When you reach the line containing "Please identify the white ceiling" in the entries below, begin reproducing lines exactly, and stop once the line containing "Please identify the light" is done.

RECORDS FOR PROCESSING:

-*-*-

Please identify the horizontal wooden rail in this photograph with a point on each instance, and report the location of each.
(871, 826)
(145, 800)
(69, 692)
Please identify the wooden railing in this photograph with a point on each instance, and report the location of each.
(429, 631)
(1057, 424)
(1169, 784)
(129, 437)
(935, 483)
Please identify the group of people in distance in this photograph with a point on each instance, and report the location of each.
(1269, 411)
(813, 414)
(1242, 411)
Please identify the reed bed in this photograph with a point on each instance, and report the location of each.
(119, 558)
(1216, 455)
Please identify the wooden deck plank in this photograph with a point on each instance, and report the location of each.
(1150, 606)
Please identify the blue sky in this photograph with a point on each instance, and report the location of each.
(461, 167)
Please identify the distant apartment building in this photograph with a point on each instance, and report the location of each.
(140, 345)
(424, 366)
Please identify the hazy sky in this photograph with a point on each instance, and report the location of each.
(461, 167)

-*-*-

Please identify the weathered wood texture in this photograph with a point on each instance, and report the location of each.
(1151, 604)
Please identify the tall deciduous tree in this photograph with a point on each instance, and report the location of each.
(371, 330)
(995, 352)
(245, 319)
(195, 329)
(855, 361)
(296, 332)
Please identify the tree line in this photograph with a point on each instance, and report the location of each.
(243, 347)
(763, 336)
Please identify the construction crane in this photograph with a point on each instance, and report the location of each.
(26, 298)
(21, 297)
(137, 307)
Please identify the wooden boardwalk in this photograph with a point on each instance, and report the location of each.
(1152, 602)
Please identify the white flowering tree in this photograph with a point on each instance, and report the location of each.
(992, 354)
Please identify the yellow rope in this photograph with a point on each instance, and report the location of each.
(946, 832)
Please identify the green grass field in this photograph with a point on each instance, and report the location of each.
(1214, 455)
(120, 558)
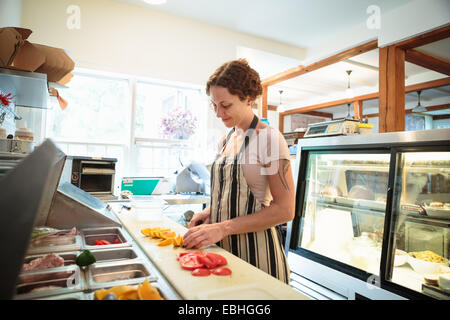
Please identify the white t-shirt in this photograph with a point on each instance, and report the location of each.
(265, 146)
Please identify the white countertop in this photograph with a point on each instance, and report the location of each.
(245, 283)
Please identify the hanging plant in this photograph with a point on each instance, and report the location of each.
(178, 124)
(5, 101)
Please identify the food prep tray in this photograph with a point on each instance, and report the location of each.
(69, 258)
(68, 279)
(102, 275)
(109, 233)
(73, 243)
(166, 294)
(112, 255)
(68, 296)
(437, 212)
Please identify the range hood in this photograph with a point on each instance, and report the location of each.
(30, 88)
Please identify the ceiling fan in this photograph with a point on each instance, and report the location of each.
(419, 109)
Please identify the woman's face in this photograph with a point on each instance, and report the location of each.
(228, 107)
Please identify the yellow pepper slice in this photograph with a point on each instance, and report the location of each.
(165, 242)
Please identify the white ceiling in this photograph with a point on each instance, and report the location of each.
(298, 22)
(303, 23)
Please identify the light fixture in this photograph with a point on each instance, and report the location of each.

-*-*-

YOUR SOLUTION:
Please identify the white ceiling in this photograph with a point on each instance, and report the location of each.
(298, 22)
(303, 23)
Please identify the light fixture in this photograph with a point on each instance, and report the location of each.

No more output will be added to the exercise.